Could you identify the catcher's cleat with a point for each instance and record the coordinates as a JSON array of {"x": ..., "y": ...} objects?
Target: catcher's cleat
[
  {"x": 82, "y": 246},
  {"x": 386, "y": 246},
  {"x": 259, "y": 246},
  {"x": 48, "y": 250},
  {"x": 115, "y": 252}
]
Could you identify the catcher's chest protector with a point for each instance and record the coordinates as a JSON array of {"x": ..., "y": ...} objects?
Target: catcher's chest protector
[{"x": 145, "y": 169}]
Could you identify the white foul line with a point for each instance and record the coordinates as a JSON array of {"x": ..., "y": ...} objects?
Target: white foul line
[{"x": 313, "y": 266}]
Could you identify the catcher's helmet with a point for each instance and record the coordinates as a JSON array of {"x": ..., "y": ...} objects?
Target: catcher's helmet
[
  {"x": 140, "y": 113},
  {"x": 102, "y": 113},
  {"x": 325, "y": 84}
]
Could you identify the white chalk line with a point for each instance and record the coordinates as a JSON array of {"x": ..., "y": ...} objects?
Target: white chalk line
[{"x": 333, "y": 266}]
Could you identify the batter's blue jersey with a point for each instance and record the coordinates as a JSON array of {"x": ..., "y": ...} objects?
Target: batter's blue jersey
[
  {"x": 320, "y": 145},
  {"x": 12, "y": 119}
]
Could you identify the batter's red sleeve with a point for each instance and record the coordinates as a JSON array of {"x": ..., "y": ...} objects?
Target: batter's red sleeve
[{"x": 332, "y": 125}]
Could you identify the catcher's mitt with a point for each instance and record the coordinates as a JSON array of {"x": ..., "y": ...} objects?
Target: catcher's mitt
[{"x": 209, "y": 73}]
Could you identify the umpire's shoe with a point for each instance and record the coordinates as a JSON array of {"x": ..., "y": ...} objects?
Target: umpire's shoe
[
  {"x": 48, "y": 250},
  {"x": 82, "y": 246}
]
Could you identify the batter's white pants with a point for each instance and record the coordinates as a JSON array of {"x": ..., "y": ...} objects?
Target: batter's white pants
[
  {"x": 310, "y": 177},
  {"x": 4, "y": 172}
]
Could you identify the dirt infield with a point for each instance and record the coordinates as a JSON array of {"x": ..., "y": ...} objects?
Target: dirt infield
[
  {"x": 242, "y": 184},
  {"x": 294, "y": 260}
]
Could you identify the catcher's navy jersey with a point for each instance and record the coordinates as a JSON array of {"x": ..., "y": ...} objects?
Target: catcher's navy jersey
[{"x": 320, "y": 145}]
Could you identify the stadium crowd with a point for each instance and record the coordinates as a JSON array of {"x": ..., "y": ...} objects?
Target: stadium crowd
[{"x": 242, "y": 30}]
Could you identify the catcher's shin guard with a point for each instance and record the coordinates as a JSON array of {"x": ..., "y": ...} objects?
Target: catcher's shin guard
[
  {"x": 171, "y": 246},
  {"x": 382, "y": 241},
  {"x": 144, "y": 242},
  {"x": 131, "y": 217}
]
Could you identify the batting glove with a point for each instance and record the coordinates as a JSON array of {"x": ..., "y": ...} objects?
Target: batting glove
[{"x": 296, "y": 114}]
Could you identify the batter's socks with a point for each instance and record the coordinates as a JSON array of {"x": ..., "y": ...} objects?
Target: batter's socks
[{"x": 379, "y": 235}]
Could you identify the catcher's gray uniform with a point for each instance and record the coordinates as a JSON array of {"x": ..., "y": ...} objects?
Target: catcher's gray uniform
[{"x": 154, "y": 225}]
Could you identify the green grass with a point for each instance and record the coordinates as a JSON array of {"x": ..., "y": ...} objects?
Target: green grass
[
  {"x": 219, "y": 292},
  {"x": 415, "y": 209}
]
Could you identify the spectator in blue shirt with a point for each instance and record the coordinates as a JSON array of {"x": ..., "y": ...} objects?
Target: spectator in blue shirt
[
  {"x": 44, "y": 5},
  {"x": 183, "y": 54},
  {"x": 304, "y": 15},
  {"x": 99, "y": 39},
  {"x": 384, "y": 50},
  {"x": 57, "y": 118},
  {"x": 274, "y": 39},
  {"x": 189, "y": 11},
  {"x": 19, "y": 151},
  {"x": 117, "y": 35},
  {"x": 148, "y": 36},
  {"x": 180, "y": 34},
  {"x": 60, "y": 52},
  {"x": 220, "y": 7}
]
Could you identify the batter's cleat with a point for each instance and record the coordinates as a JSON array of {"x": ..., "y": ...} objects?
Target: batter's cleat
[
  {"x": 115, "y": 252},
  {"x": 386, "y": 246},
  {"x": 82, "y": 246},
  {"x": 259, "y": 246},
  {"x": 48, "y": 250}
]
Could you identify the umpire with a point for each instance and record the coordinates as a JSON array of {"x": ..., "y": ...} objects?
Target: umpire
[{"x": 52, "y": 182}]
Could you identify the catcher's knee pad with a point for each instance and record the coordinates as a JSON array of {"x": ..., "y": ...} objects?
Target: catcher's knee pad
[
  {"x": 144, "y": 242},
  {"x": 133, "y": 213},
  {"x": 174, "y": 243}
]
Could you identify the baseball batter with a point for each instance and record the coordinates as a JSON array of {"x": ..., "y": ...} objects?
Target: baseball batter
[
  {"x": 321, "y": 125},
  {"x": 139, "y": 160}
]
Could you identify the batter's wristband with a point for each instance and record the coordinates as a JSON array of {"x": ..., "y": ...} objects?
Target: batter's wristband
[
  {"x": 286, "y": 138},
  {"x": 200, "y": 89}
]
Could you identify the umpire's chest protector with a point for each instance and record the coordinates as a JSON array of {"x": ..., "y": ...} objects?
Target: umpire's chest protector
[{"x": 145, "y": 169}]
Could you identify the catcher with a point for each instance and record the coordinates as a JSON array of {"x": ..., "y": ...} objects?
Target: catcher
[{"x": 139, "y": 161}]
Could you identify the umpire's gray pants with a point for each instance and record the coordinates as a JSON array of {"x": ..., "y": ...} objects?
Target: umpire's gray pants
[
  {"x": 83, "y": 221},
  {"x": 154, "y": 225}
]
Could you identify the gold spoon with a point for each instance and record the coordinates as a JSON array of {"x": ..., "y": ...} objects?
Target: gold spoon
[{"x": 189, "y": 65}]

PROBLEM DESCRIPTION> Convert the rows above into a JSON list of strings, one string per line, with blank lines omitted.

EXPECTED ANSWER>
[
  "Could you identify the catcher's cleat with a point for each instance and record the coordinates as a JSON array of {\"x\": ..., \"y\": ...} objects?",
  "Target: catcher's cleat",
  "[",
  "  {\"x\": 82, \"y\": 246},",
  "  {\"x\": 386, \"y\": 246},",
  "  {\"x\": 259, \"y\": 246},",
  "  {\"x\": 48, \"y\": 250},",
  "  {\"x\": 115, \"y\": 252}",
  "]",
  "Could you identify the catcher's chest protector with a point for each instance and record the coordinates as a JSON array of {\"x\": ..., \"y\": ...} objects?",
  "Target: catcher's chest protector",
  "[{\"x\": 145, \"y\": 169}]",
  "Could you identify the white foul line with a point for each instance and record the coordinates as a JSON array of {\"x\": ..., \"y\": ...} objects?",
  "Target: white foul line",
  "[{\"x\": 313, \"y\": 266}]",
  "Could you identify the catcher's helmet with a point for each instance and record the coordinates as a JSON array of {\"x\": ..., \"y\": ...} objects?",
  "Target: catcher's helmet",
  "[",
  "  {\"x\": 140, \"y\": 113},",
  "  {\"x\": 102, \"y\": 113},",
  "  {\"x\": 325, \"y\": 84}",
  "]",
  "Could you identify the white chalk line with a point for each instance and record the coordinates as a JSON array of {\"x\": ..., \"y\": ...} objects?",
  "Target: white chalk line",
  "[{\"x\": 333, \"y\": 266}]",
  "Could you identify the batter's blue jersey with a point for each instance and record the coordinates as a JSON array of {\"x\": ..., \"y\": ...} objects?",
  "Target: batter's blue jersey",
  "[",
  "  {\"x\": 320, \"y\": 145},",
  "  {\"x\": 12, \"y\": 119}",
  "]",
  "Could you identify the batter's red sleeve with a point for each instance and record the coordinates as a JSON array of {\"x\": ..., \"y\": ...} objects?",
  "Target: batter's red sleeve",
  "[{\"x\": 332, \"y\": 125}]",
  "Could you identify the catcher's mitt with a point for each instance and record the coordinates as a JSON array of {\"x\": ..., \"y\": ...} objects?",
  "Target: catcher's mitt",
  "[{\"x\": 209, \"y\": 73}]",
  "Could you identify the umpire's shoe with a point for each instance and record the coordinates as a JSON array of {\"x\": ..., \"y\": ...} objects?",
  "Target: umpire's shoe",
  "[",
  "  {\"x\": 48, \"y\": 250},",
  "  {\"x\": 82, \"y\": 246}",
  "]",
  "Could you identify the batter's white pants with a point for each instance and record the coordinates as a JSON array of {\"x\": ..., \"y\": ...} objects?",
  "Target: batter's white pants",
  "[",
  "  {\"x\": 310, \"y\": 177},",
  "  {\"x\": 4, \"y\": 172}",
  "]",
  "Could you identify the dirt infield with a point for each instance and record the coordinates as a JSON array of {\"x\": ..., \"y\": ...} objects?",
  "Target: dirt infield",
  "[",
  "  {\"x\": 242, \"y\": 184},",
  "  {\"x\": 294, \"y\": 260}",
  "]",
  "Could you identify the catcher's navy jersey with a point for each instance and record the coordinates as a JSON array of {\"x\": ..., \"y\": ...} objects?",
  "Target: catcher's navy jersey",
  "[{\"x\": 320, \"y\": 145}]",
  "Could you identify the stadium crowd with a point for each instance and record the coordinates as a JSON array of {\"x\": ..., \"y\": ...} objects?",
  "Target: stadium crowd",
  "[{\"x\": 242, \"y\": 30}]",
  "Could you identify the catcher's shin guard with a point for each instance and record the coordinates as a JSON array of {\"x\": ..., \"y\": ...} objects?",
  "Target: catcher's shin guard",
  "[",
  "  {\"x\": 171, \"y\": 246},",
  "  {\"x\": 382, \"y\": 241},",
  "  {\"x\": 144, \"y\": 242},",
  "  {\"x\": 131, \"y\": 217}",
  "]",
  "Could you identify the batting glove with a point for each instance and record the coordinates as a JSON array of {\"x\": ..., \"y\": ...} objects?",
  "Target: batting glove",
  "[{\"x\": 296, \"y\": 114}]",
  "Could you identify the batter's socks with a point for each instance and record the coordinates as a JSON array of {\"x\": ..., \"y\": ...} objects?",
  "Target: batter's socks",
  "[{\"x\": 379, \"y\": 235}]",
  "Could you identify the catcher's gray uniform with a point for each instance and record the coordinates as a JSON array of {\"x\": ..., \"y\": ...} objects?",
  "Target: catcher's gray uniform",
  "[{\"x\": 154, \"y\": 225}]",
  "Could you identify the green grass with a point for each instance and record the coordinates as a JSON array of {\"x\": ..., \"y\": ...} objects?",
  "Target: green grass",
  "[",
  "  {\"x\": 219, \"y\": 292},",
  "  {\"x\": 415, \"y\": 209}",
  "]",
  "Could you identify the spectator in blue shirt with a point for each instance and record the coordinates as a JSON array of {\"x\": ..., \"y\": ...} objects?",
  "Target: spectator in blue shirt",
  "[",
  "  {\"x\": 44, \"y\": 5},",
  "  {\"x\": 183, \"y\": 54},",
  "  {\"x\": 304, \"y\": 15},",
  "  {\"x\": 99, \"y\": 39},",
  "  {\"x\": 384, \"y\": 50},",
  "  {\"x\": 57, \"y\": 118},",
  "  {\"x\": 274, \"y\": 39},",
  "  {\"x\": 189, \"y\": 11},",
  "  {\"x\": 19, \"y\": 151},",
  "  {\"x\": 117, \"y\": 35},",
  "  {\"x\": 148, \"y\": 36},",
  "  {\"x\": 180, \"y\": 34},",
  "  {\"x\": 60, \"y\": 52},",
  "  {\"x\": 220, \"y\": 7}",
  "]",
  "Could you identify the batter's cleat with a point for each instance and record the coordinates as a JSON array of {\"x\": ..., \"y\": ...} objects?",
  "Target: batter's cleat",
  "[",
  "  {\"x\": 115, \"y\": 252},",
  "  {\"x\": 386, \"y\": 246},",
  "  {\"x\": 82, \"y\": 246},",
  "  {\"x\": 259, \"y\": 246},",
  "  {\"x\": 48, \"y\": 250}",
  "]",
  "Could you identify the umpire with a point for each instance and record the coordinates as a JSON array of {\"x\": ..., \"y\": ...} objects?",
  "Target: umpire",
  "[{\"x\": 52, \"y\": 182}]",
  "Could you identify the catcher's knee pad with a point for each instance and record the coordinates as a JSON array of {\"x\": ..., \"y\": ...} objects?",
  "Target: catcher's knee pad",
  "[",
  "  {\"x\": 144, \"y\": 242},",
  "  {\"x\": 133, \"y\": 213},",
  "  {\"x\": 174, \"y\": 243}",
  "]",
  "Could you identify the baseball batter with a point for each instance and record the coordinates as a JSON array of {\"x\": ..., \"y\": ...} objects?",
  "Target: baseball batter",
  "[",
  "  {\"x\": 321, \"y\": 125},",
  "  {\"x\": 139, \"y\": 160}",
  "]",
  "Could you identify the batter's wristband with a point for each instance and record the coordinates as a JSON array of {\"x\": ..., \"y\": ...} objects?",
  "Target: batter's wristband",
  "[",
  "  {\"x\": 286, \"y\": 138},",
  "  {\"x\": 200, \"y\": 89}",
  "]",
  "Could you identify the umpire's chest protector with a point for each instance and record the coordinates as a JSON array of {\"x\": ..., \"y\": ...} objects?",
  "Target: umpire's chest protector",
  "[{\"x\": 145, \"y\": 169}]",
  "Could you identify the catcher with a point for each instance and record the coordinates as a JSON array of {\"x\": ..., \"y\": ...} objects?",
  "Target: catcher",
  "[{\"x\": 139, \"y\": 161}]",
  "Could you identify the umpire's gray pants with a point for each instance and record the coordinates as a JSON array of {\"x\": ..., \"y\": ...} objects?",
  "Target: umpire's gray pants",
  "[",
  "  {\"x\": 83, \"y\": 221},",
  "  {\"x\": 154, \"y\": 225}",
  "]",
  "Could you identify the gold spoon with a point for each instance and record the coordinates as a JSON array of {\"x\": ..., \"y\": ...} objects?",
  "Target: gold spoon",
  "[{\"x\": 189, \"y\": 65}]"
]